## Brief
Find the line that contains "Target: person in dark jacket" in the entries below. Restate it and every line after it, word for word, with no pictures.

## Point-per-instance localization data
----------

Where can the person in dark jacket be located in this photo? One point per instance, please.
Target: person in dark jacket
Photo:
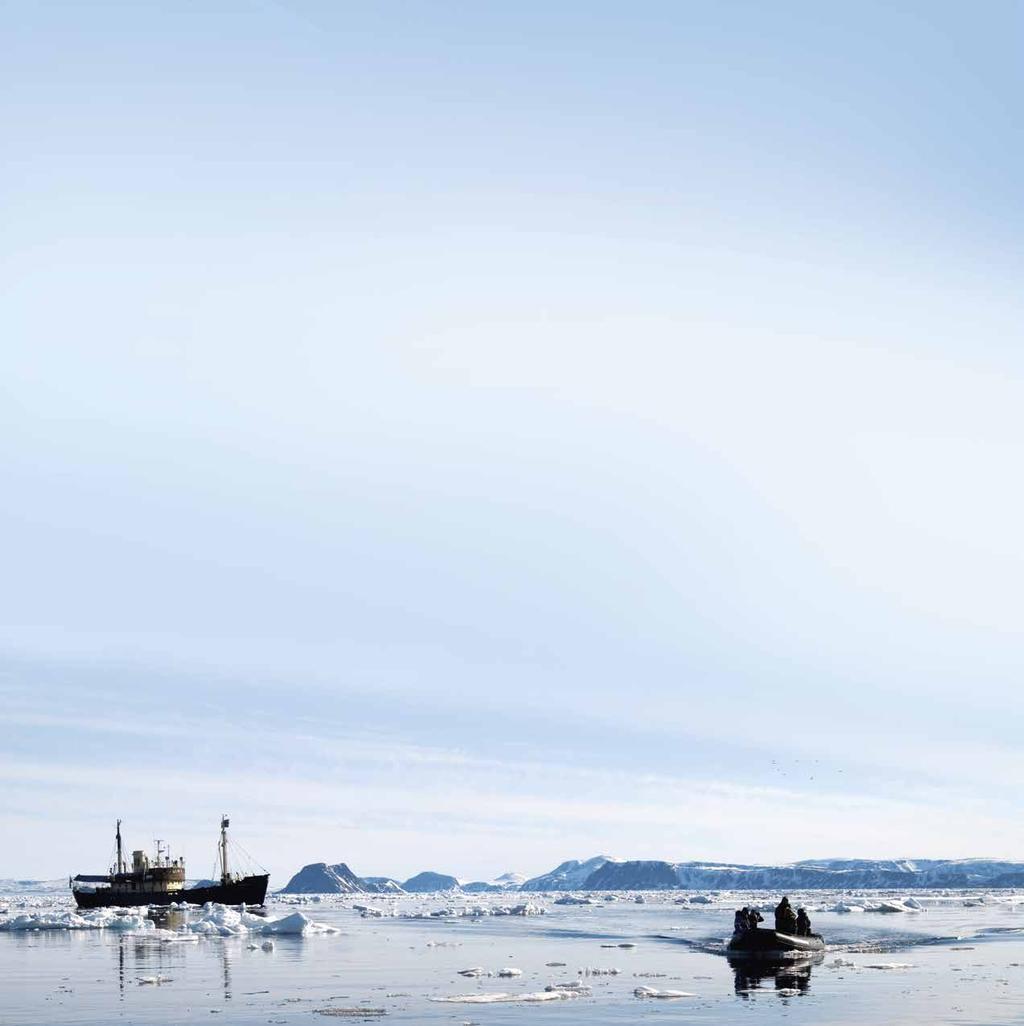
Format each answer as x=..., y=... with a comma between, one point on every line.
x=785, y=917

----------

## Answer space
Target: person in dark jacket
Photo:
Format each answer as x=..., y=... with a comma between, one point on every line.
x=785, y=917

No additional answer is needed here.